* [Task directions]: Convert the lines of the records starting at the line containing "Prompted segmentation: for" and ending at the line containing "positive clicks: (349, 485)" into a JSON list of strings, one string per line, leaving out blank lines.

* [Material provided]:
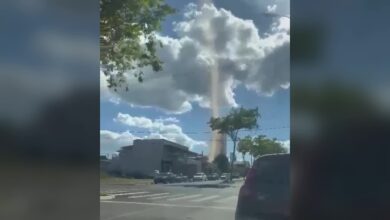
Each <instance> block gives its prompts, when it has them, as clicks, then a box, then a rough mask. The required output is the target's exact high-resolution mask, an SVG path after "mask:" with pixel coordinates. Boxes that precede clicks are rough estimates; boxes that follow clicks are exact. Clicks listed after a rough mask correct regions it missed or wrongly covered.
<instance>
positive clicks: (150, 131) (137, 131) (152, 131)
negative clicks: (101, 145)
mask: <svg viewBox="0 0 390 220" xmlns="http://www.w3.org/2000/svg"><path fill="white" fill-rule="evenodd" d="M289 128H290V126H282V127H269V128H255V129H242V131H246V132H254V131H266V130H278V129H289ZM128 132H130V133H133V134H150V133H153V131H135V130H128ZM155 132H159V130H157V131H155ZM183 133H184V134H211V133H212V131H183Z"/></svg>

* * *

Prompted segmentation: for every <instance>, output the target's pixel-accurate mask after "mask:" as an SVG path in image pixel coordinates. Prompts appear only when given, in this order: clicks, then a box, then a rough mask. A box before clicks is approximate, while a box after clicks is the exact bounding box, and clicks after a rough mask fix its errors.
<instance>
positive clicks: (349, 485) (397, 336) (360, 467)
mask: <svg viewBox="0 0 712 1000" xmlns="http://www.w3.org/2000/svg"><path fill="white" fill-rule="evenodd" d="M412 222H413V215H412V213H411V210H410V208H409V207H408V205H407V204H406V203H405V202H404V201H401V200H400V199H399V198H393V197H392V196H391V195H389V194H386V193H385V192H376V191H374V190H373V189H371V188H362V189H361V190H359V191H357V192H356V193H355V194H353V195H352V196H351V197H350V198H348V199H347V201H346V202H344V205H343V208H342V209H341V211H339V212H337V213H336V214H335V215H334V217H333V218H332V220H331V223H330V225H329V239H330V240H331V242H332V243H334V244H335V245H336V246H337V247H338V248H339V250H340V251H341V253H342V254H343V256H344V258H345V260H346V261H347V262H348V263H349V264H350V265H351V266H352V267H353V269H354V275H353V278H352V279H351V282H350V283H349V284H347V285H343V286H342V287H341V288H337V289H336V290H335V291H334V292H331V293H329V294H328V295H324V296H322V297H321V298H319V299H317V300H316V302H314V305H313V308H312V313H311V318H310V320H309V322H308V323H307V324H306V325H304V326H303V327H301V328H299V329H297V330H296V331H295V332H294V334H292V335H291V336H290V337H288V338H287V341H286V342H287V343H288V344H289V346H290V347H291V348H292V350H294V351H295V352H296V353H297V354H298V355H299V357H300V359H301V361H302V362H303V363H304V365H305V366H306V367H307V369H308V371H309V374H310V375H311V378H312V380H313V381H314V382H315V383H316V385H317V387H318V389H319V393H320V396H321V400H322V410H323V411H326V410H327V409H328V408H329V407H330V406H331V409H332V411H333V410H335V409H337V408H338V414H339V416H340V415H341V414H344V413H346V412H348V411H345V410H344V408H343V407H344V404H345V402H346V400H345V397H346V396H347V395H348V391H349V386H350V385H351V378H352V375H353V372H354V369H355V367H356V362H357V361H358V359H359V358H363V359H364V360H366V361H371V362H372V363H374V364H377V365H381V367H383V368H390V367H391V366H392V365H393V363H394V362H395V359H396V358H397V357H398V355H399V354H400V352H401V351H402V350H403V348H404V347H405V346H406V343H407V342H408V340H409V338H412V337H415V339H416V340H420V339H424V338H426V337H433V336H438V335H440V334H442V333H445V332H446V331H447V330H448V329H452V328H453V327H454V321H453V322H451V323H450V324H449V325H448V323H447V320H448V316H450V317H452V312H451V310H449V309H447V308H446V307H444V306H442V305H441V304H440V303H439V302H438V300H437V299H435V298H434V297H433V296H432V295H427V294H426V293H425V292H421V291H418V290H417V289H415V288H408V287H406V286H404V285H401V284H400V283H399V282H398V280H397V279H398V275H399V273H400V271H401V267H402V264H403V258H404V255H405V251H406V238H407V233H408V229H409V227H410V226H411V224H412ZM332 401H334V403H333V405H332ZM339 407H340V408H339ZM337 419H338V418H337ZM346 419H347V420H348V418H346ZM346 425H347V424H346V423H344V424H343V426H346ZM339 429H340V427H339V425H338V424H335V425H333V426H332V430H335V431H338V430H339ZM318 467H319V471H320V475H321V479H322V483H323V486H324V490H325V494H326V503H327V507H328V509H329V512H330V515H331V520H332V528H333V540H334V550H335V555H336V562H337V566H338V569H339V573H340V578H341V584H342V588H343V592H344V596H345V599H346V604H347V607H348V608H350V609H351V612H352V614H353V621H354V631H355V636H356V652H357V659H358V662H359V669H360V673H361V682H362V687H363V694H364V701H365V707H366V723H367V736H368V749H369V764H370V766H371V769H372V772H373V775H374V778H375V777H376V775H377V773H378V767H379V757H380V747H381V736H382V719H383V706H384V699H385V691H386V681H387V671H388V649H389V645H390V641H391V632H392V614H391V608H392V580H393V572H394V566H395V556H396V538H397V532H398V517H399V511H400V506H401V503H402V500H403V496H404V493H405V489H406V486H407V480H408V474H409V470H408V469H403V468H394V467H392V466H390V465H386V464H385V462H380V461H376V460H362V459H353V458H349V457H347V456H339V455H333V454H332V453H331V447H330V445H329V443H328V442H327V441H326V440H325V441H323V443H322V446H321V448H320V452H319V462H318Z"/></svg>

* [Result of this exercise]:
[
  "Prompted segmentation: for every <instance>, output the target's pixel-accurate mask after \"mask:\" as an SVG path in image pixel coordinates. Prompts appear only when given, in this order: clicks, then a box, then a rough mask. A box before clicks is approximate, while a box after clicks is the exact bounding box, and clicks after a rough mask fix its errors.",
  "<instance>",
  "positive clicks: (349, 485) (397, 336) (360, 467)"
]